I feed him wet cat food and dry food. I just got a new kitten, but I have noticed him do the shaking thing before. Could he catch a uti from me, cause I just had one. Or vise versa. Hes indoor.


----------



## Zalensia (Aug 25, 2003)

When he does it is he in the nornal squatting position or stood with his butt against a wall or whatever.


----------



## Cailan_n_Oswald (Jun 10, 2006)

with his butt against the wall


----------



## coaster (Dec 1, 2004)

Ah....that's called "spraying" and it's a marking behavior. If he's not neutered, he needs to be ASAP, or you're going to have this behavior permanently, and his urine is going to stink.


----------



## Cailan_n_Oswald (Jun 10, 2006)

No he is neutered, I think both times I have seen him do it one he was in a new house when I went to go visit someone, and the 2nd it was in the new kittens room. I don't think it should be to big of a problem unless i see him do it not in a litter box. Thanks for letting me know, I wasn't sure what he was doing


----------



## coaster (Dec 1, 2004)

● DIRECTIVE
Please retype the cat thread between "I feed him wet" and "wall or whatever.", inclusive.

● INFORMATION SUPPLIED
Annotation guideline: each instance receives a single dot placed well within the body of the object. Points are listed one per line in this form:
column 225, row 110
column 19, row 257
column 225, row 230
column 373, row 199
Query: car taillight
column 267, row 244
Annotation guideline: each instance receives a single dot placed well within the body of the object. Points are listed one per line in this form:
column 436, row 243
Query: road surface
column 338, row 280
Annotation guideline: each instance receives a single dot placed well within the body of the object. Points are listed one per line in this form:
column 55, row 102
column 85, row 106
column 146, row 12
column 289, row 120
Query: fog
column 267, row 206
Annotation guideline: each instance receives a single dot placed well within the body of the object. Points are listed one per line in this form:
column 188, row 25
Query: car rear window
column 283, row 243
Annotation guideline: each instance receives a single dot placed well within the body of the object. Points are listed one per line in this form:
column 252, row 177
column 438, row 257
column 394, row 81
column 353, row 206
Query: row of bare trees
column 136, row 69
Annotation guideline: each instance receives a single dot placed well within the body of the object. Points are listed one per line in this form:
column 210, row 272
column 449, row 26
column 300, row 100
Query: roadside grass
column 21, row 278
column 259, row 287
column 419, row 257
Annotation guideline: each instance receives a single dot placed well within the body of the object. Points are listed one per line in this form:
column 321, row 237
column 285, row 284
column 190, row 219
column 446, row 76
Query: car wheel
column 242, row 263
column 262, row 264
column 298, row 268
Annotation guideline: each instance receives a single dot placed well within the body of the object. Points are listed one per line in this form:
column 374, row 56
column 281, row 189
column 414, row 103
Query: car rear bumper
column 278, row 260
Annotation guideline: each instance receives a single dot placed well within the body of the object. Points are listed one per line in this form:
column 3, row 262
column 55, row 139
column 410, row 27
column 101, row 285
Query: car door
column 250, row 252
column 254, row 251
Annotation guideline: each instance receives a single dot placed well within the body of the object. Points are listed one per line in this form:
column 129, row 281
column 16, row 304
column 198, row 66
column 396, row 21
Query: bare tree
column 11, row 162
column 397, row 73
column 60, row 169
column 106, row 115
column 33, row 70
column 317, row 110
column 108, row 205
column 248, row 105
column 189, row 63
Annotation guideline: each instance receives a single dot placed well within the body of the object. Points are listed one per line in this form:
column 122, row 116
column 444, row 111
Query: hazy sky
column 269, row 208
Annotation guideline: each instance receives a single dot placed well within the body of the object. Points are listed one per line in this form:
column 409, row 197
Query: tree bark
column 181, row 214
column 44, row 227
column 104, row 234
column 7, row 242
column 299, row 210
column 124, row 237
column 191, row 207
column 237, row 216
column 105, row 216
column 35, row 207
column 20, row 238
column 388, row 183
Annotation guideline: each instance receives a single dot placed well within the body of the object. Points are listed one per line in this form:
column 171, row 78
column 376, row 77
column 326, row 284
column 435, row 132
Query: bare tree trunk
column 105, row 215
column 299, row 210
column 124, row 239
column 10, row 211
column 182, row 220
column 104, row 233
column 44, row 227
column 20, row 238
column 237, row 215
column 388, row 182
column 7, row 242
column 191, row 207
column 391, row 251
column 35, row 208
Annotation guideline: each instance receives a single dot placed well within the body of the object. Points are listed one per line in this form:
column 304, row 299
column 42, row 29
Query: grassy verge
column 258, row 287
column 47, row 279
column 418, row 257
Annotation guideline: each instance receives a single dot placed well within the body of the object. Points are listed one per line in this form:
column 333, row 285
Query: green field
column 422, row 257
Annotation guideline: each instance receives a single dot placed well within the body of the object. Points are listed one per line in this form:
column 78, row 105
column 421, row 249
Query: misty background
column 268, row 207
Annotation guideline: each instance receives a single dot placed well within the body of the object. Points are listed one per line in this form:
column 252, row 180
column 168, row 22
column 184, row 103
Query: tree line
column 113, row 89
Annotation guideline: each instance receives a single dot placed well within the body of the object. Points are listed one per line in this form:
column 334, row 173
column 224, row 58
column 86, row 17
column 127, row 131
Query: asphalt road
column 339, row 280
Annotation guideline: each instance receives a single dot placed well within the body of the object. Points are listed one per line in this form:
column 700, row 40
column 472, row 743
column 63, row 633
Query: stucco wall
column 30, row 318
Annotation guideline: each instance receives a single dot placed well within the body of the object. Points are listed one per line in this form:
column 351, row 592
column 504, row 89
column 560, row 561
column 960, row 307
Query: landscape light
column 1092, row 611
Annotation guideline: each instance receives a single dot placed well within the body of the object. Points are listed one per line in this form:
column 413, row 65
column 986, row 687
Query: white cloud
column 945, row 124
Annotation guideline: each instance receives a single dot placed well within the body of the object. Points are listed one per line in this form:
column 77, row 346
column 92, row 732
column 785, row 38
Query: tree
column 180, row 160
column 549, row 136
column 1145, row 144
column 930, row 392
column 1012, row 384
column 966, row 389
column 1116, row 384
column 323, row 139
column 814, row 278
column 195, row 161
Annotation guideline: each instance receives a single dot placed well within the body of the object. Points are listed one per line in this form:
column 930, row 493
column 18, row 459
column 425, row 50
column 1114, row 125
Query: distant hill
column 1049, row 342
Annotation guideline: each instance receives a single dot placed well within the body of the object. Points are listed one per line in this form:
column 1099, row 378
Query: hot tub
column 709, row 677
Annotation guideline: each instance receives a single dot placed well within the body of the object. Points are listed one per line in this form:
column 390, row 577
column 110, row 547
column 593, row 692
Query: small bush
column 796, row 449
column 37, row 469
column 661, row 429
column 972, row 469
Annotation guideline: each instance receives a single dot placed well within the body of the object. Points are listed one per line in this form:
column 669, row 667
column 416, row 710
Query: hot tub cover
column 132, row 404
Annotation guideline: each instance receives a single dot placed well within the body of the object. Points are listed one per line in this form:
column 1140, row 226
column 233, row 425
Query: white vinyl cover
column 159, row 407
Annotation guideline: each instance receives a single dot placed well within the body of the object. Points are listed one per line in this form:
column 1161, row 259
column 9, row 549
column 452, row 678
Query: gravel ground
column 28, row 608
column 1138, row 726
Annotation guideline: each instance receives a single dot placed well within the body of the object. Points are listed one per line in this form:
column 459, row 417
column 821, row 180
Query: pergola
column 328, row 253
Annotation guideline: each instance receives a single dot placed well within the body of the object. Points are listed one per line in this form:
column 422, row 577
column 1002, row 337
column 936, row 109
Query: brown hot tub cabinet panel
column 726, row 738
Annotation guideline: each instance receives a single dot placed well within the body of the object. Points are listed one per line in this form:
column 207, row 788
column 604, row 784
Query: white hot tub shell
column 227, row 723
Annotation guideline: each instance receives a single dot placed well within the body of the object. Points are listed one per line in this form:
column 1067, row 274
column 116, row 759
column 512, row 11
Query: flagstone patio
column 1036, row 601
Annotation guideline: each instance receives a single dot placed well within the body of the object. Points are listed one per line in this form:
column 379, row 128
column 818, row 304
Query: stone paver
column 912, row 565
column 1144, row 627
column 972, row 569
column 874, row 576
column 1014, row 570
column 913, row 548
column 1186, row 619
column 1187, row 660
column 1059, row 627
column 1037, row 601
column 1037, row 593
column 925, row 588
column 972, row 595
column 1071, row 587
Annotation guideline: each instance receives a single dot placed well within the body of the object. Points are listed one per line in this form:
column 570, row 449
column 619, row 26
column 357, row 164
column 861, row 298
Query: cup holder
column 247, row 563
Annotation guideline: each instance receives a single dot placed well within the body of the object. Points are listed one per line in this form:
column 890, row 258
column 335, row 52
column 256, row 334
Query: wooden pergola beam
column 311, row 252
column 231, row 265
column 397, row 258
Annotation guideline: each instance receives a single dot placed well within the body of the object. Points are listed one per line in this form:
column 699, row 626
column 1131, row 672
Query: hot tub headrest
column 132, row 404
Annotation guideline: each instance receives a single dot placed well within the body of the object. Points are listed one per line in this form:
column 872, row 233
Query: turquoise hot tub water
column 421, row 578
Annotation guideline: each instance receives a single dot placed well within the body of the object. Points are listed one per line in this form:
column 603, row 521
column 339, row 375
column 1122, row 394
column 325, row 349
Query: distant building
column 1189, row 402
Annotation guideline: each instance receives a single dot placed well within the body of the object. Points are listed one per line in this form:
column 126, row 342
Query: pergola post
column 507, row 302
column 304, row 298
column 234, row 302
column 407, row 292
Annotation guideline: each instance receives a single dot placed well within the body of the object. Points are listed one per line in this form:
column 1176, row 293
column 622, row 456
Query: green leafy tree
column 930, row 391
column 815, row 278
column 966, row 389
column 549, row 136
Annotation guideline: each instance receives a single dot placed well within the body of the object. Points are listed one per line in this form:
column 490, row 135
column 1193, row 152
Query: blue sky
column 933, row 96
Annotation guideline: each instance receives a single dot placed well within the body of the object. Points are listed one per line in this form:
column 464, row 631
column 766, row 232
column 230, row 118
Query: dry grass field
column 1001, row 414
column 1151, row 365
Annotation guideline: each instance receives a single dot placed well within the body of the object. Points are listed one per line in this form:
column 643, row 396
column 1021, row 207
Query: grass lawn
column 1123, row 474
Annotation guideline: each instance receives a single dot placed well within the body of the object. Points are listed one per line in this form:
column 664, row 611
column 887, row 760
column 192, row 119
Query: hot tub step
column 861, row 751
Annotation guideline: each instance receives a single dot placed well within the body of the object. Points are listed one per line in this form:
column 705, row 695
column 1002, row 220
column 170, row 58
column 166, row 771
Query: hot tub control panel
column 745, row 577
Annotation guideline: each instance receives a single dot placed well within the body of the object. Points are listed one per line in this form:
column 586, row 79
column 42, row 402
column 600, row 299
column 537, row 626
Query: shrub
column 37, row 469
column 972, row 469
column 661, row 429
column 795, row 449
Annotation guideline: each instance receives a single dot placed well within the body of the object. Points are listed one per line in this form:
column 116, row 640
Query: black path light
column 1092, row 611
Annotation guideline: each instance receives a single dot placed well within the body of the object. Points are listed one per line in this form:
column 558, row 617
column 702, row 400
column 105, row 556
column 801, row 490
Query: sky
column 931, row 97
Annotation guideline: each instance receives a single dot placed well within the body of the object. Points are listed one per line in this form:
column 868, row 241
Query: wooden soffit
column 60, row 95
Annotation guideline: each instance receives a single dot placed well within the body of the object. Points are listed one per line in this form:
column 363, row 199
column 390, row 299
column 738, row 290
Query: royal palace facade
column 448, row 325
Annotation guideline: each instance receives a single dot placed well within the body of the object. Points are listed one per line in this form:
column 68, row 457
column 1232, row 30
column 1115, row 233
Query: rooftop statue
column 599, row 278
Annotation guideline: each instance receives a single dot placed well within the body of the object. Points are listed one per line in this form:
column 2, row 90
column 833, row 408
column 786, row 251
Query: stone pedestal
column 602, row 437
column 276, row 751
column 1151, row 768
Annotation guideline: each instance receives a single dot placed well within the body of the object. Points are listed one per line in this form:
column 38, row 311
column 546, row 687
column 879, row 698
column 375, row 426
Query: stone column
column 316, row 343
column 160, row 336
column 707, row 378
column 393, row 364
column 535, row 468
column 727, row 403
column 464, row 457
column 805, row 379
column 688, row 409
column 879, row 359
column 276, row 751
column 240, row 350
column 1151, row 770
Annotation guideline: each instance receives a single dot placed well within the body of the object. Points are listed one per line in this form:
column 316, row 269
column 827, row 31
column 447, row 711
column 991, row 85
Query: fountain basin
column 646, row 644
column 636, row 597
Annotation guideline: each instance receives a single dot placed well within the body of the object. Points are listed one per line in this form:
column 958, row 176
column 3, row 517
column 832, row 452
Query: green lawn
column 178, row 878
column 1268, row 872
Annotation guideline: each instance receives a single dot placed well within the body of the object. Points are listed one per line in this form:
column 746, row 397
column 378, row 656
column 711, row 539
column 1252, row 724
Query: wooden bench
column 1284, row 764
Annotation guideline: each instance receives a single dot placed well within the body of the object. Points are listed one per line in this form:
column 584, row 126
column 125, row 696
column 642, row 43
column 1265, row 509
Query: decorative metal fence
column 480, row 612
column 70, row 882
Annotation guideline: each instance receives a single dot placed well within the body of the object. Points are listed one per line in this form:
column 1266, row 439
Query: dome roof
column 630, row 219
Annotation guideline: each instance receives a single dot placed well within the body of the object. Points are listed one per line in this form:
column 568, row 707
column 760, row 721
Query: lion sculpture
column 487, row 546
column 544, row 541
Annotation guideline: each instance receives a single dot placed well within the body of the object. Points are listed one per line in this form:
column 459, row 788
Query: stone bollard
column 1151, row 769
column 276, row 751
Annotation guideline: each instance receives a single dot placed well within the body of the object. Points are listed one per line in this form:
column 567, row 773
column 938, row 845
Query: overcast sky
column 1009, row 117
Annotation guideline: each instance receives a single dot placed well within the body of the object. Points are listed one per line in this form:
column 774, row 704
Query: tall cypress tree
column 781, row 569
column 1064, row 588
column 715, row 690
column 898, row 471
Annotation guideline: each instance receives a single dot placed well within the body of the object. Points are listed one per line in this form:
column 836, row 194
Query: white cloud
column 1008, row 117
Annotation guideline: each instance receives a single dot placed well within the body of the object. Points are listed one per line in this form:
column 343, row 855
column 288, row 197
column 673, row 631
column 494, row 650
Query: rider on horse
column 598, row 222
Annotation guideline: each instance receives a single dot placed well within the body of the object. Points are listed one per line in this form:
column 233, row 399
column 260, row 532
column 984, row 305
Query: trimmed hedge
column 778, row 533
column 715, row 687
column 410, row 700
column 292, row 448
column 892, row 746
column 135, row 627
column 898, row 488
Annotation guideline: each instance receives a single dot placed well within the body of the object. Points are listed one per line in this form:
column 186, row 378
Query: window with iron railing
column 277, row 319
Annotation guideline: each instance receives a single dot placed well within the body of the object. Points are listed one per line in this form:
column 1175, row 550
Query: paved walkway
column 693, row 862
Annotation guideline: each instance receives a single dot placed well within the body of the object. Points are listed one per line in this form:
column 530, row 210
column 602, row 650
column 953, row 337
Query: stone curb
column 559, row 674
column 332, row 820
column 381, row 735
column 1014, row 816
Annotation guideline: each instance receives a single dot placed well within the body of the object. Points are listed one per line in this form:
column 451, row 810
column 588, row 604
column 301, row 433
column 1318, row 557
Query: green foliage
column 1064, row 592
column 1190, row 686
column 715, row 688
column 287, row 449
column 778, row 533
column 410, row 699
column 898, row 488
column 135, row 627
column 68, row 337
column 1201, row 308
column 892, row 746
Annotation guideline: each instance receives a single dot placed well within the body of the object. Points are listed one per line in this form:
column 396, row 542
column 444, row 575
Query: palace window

● SOLUTION TO THIS PROBLEM
I feed him wet cat food and dry food. I just got a new kitten, but I have noticed him do the shaking thing before. Could he catch a uti from me, cause I just had one. Or vise versa. Hes indoor.


----------



## Zalensia (Aug 25, 2003)

When he does it is he in the nornal squatting position or stood with his butt against a wall or whatever.